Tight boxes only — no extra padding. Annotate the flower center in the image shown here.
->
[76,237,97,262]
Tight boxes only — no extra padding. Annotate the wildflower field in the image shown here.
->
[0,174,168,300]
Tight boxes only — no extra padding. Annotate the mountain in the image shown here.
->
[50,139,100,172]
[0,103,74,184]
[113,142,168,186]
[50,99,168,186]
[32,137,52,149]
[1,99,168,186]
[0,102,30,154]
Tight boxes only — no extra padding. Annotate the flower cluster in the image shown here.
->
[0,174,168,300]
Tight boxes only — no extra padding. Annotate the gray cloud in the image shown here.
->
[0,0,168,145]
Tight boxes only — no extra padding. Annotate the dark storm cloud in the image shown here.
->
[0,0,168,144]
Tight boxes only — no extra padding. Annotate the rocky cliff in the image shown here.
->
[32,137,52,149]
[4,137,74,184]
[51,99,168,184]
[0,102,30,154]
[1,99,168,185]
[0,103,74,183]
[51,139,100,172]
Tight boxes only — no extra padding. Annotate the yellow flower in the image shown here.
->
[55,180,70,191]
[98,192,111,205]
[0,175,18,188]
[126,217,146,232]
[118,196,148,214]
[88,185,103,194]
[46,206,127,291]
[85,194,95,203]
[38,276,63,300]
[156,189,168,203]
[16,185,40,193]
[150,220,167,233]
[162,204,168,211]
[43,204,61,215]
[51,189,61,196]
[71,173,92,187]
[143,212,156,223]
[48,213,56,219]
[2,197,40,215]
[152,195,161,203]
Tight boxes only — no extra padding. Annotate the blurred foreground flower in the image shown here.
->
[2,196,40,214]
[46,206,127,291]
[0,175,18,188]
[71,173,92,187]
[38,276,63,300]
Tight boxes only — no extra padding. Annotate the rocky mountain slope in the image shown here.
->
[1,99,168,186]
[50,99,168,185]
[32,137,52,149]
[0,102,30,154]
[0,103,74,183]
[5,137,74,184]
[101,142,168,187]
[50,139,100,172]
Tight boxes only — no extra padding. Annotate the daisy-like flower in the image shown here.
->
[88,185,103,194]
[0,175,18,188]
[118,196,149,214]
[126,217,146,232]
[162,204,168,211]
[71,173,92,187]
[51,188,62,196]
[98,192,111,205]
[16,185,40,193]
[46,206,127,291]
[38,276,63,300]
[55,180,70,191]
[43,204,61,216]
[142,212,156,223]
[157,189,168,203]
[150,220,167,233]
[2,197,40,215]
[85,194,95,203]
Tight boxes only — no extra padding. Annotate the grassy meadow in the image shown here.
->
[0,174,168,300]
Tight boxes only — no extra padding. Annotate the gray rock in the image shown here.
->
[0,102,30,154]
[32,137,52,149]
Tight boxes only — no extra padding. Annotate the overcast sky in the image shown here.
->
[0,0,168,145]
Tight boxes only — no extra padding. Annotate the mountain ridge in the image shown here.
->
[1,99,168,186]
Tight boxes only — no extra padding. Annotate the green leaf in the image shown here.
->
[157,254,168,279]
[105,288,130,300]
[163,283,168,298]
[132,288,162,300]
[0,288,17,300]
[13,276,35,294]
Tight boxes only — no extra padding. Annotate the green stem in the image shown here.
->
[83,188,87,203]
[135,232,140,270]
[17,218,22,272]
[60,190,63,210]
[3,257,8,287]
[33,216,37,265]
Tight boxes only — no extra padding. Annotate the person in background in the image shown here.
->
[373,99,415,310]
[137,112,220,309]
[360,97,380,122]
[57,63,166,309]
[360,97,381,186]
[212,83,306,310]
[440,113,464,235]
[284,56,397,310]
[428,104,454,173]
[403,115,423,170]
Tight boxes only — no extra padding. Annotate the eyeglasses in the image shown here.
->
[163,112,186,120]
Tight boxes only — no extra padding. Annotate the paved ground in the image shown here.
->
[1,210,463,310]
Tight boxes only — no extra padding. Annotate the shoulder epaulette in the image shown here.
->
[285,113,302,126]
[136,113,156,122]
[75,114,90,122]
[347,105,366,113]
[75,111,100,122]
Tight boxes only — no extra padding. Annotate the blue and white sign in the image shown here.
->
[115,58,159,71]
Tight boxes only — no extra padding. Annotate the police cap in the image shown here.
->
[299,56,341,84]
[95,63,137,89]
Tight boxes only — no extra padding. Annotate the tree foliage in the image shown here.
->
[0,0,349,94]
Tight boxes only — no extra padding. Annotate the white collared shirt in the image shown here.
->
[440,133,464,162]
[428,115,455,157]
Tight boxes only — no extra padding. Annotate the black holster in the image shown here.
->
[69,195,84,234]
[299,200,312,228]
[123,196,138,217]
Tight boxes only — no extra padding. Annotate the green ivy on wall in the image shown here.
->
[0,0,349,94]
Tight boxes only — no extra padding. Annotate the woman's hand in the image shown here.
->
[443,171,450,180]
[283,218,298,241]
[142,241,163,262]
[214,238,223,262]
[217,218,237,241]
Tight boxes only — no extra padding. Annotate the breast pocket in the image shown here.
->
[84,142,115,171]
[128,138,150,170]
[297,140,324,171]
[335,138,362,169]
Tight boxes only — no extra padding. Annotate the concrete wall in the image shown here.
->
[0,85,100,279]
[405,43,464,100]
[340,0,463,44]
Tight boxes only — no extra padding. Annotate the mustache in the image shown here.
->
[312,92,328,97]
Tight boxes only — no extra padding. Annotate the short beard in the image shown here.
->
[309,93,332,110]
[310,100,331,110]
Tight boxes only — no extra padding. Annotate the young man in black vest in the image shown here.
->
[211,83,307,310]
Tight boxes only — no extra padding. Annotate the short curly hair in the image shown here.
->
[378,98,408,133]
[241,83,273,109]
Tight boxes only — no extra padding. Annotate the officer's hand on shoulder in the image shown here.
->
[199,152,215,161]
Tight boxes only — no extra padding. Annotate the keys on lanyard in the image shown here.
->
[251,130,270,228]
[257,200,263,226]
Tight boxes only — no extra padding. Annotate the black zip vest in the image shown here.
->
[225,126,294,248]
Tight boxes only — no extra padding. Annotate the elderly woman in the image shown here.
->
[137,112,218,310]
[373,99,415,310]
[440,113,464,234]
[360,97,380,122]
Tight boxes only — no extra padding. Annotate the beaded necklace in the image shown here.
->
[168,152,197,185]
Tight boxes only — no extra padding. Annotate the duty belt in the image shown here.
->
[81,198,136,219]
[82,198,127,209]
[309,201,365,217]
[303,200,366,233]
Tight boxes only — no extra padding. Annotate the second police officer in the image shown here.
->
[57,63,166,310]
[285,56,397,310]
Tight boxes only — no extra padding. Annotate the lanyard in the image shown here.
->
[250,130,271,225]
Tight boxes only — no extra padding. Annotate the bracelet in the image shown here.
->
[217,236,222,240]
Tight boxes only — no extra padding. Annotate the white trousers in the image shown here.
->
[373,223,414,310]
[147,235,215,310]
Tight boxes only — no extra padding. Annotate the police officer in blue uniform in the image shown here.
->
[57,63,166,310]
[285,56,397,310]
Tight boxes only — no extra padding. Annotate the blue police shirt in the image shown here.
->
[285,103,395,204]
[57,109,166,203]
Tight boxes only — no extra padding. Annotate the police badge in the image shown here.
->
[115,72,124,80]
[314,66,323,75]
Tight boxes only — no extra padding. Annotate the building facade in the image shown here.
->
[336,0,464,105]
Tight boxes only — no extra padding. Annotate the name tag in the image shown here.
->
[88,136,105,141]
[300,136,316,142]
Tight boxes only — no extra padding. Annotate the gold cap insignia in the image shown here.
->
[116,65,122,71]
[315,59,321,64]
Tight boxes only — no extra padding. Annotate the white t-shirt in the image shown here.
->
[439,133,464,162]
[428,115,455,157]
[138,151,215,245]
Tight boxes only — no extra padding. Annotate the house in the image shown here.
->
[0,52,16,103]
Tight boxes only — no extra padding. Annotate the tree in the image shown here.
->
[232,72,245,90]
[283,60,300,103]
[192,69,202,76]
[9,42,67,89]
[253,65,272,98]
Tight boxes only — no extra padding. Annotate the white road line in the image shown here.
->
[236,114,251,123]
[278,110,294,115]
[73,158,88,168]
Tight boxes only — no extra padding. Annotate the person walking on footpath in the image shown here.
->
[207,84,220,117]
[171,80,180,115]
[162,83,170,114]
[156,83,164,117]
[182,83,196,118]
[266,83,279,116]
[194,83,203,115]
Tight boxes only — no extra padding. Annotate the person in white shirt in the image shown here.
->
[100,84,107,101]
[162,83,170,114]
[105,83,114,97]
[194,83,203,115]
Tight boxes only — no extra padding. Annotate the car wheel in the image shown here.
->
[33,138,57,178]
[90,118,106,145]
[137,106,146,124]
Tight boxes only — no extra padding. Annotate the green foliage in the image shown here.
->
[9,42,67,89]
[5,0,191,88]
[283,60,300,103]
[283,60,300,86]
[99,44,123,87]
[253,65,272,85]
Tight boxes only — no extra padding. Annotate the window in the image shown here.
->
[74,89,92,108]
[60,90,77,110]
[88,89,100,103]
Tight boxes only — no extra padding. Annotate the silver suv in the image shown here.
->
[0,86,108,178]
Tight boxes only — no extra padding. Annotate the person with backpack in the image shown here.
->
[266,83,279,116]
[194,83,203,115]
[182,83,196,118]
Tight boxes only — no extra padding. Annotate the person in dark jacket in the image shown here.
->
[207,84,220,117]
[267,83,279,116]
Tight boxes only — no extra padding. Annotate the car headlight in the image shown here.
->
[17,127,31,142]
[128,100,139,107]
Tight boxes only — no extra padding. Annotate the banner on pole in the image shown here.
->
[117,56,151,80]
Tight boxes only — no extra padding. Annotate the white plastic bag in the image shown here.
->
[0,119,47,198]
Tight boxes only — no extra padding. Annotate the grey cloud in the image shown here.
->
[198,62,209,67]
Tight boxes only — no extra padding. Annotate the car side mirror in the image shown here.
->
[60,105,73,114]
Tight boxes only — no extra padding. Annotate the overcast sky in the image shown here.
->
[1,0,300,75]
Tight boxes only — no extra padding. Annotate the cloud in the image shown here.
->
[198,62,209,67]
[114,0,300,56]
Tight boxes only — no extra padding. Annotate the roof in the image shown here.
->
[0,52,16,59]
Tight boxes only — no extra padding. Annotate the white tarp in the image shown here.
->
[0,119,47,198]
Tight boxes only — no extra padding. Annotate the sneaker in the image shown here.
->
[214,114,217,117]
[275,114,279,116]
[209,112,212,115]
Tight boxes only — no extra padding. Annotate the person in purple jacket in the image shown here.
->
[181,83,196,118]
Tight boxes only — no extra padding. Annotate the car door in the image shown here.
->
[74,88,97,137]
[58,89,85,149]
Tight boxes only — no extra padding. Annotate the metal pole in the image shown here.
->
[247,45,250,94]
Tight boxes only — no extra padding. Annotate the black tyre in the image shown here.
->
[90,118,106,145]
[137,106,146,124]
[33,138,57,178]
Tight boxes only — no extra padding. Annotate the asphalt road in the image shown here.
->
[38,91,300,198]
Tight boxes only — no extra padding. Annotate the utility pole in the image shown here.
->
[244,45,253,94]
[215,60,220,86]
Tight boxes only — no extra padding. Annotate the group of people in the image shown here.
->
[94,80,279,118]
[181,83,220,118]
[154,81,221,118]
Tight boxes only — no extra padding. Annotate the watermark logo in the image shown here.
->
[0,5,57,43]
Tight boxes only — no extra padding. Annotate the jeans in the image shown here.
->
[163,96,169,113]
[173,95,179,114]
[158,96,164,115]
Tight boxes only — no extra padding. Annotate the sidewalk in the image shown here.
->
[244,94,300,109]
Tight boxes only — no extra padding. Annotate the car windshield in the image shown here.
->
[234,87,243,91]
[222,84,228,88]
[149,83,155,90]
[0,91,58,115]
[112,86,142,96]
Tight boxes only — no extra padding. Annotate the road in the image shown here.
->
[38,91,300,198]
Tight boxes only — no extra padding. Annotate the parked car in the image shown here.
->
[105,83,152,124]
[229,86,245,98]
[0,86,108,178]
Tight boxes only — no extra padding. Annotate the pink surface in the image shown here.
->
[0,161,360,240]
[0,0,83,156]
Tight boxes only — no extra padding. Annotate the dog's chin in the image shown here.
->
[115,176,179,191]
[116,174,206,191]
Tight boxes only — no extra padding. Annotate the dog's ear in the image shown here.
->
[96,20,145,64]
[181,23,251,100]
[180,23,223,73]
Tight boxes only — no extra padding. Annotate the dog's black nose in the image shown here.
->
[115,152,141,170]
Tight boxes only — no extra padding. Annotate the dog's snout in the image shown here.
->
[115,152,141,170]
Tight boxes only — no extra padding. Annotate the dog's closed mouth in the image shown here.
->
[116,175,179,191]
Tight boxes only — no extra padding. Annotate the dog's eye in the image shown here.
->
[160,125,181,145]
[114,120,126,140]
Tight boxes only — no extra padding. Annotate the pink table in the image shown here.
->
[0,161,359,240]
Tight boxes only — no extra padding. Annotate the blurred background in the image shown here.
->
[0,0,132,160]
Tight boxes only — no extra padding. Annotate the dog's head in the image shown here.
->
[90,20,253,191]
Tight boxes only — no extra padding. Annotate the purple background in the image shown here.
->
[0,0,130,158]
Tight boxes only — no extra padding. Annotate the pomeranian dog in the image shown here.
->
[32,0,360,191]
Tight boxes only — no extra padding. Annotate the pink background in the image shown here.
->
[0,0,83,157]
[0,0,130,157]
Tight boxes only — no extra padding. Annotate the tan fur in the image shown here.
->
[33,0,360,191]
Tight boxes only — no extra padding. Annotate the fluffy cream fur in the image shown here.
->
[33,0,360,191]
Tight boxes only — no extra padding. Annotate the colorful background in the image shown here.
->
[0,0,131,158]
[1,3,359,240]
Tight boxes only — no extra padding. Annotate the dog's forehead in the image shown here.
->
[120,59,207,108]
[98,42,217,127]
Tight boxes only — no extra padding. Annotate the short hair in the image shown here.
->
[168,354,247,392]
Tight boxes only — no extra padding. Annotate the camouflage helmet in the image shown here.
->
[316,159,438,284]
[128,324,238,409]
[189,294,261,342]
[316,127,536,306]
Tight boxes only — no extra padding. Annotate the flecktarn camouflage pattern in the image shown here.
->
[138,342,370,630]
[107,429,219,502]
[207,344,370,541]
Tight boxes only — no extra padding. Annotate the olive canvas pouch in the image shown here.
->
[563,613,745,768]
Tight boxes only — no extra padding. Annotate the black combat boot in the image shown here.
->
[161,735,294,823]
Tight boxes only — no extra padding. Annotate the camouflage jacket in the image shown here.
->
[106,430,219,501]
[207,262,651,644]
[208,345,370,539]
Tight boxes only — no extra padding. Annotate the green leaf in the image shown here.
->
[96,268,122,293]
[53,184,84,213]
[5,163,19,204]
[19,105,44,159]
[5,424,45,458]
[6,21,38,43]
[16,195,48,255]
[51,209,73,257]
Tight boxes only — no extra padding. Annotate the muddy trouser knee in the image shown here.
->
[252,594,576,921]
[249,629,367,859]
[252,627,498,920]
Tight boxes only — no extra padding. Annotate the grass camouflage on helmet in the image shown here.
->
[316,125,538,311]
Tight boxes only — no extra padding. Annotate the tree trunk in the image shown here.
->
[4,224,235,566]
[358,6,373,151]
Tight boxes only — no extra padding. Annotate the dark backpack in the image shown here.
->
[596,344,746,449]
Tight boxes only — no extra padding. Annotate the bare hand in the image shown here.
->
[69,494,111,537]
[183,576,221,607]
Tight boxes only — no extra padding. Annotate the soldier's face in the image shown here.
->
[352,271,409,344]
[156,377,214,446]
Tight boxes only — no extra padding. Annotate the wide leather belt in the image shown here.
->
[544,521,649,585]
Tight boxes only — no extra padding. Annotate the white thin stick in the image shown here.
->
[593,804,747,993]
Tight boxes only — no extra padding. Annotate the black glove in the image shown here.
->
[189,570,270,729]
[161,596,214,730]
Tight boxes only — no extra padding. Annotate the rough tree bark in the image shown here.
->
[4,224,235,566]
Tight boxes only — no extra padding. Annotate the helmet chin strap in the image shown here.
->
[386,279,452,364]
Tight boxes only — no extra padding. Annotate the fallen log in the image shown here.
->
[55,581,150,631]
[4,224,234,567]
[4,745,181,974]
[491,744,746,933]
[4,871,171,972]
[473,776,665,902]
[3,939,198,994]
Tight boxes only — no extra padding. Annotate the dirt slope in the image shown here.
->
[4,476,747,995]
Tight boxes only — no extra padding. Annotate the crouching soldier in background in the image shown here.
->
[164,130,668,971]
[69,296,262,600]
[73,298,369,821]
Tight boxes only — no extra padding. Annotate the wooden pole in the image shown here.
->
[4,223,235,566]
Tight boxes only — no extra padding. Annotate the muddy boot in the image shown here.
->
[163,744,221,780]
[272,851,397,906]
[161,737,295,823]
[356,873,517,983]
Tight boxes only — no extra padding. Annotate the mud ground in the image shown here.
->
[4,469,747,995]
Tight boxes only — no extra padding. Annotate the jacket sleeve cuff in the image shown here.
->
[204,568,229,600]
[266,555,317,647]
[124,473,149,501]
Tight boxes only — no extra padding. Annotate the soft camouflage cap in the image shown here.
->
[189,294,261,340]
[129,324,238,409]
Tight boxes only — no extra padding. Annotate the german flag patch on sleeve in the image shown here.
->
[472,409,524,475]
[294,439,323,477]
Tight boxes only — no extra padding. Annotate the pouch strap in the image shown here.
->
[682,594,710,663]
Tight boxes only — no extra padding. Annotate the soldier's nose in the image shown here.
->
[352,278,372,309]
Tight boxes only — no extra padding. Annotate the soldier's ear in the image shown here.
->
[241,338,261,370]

^^^^^^^^^^^^^^^^

▶ _WHAT THIS TASK INVOLVES_
Go through the listing above and pull out each line containing the word "blurred".

▶ _RESPONSE TO THIS TASK_
Tight boxes only — no extra padding. Annotate the blurred foreground flower in the image shown here.
Tight boxes only — no extra padding. Annotate the blurred background in the image shown here.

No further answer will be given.